Source passage -
New York Law Journal: Splitting the Stock: The Use and Misuse of DeJesus

Lisa’s latest article in The New York Law Journal is “Splitting the Stock: The Use and Misuse of ‘DeJesus'”, co-authored with partner Kevin Connolly and associate Rowan DeGasperis, Esq.

Read it here:

Splitting the Stock: The Use and Misuse of DeJesus

 

By: Lisa Zeiderman, Esq., Kevin Connolly, Esq., and Rowan DeGasperis, Esq.

 

Restricted Stock Units (RSUs) are often the most complex assets to divide in matrimonial cases.  They are also assets often overlooked by matrimonial attorneys during the division of assets as well as in the drafting of prenuptial and postnuptial agreements.  When addressing the distribution of RSUs, the Court of Appeals decision in DeJesus v. DeJesus is a key precedent, but is not always the answer.  In an era where RSUs and deferred compensation are increasingly complex, it is essential that matrimonial attorneys understand when and how to properly apply DeJesus, both when drafting agreements and equitably dividing assets.

 

In DeJesus, the Court of Appeals addressed whether and to what extent an interest in RSUs provided by a spouse’s employer should be marital property for purposes of equitable distribution, where the RSUs were granted during the marriage but were contingent upon the spouse’s continued employment with the company after the date of commencement of the divorce.  The Court of Appeals ultimately adopted a four-tiered analysis to determine spousal rights in unvested RSUs.  The steps are as follows:

 

  1. Determine whether and to what extent the RSUs were granted as compensation for the employee’s past services, or as incentive for the employee’s future services.

Goal - From the article above on dividing restricted stock units in divorce, reproduce word for word the stretch that begins at "New York Law Journal: Splitting" and stops after "associate Rowan DeGasperis, Esq.".

Excerpted records -
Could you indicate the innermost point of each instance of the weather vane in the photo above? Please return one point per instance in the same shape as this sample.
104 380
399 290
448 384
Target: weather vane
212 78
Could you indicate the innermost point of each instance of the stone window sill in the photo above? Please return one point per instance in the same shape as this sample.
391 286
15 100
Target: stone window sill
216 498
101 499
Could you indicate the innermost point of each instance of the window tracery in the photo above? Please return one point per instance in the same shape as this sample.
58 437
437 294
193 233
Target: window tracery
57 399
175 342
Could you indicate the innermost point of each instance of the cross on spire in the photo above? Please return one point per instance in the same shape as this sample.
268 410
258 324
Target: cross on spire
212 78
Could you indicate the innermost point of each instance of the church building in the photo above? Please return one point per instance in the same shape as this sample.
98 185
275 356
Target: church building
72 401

Correct answer -
New York Law Journal: Splitting the Stock: The Use and Misuse of DeJesus

Lisa’s latest article in The New York Law Journal is “Splitting the Stock: The Use and Misuse of ‘DeJesus'”, co-authored with partner Kevin Connolly and associate Rowan DeGasperis, Esq.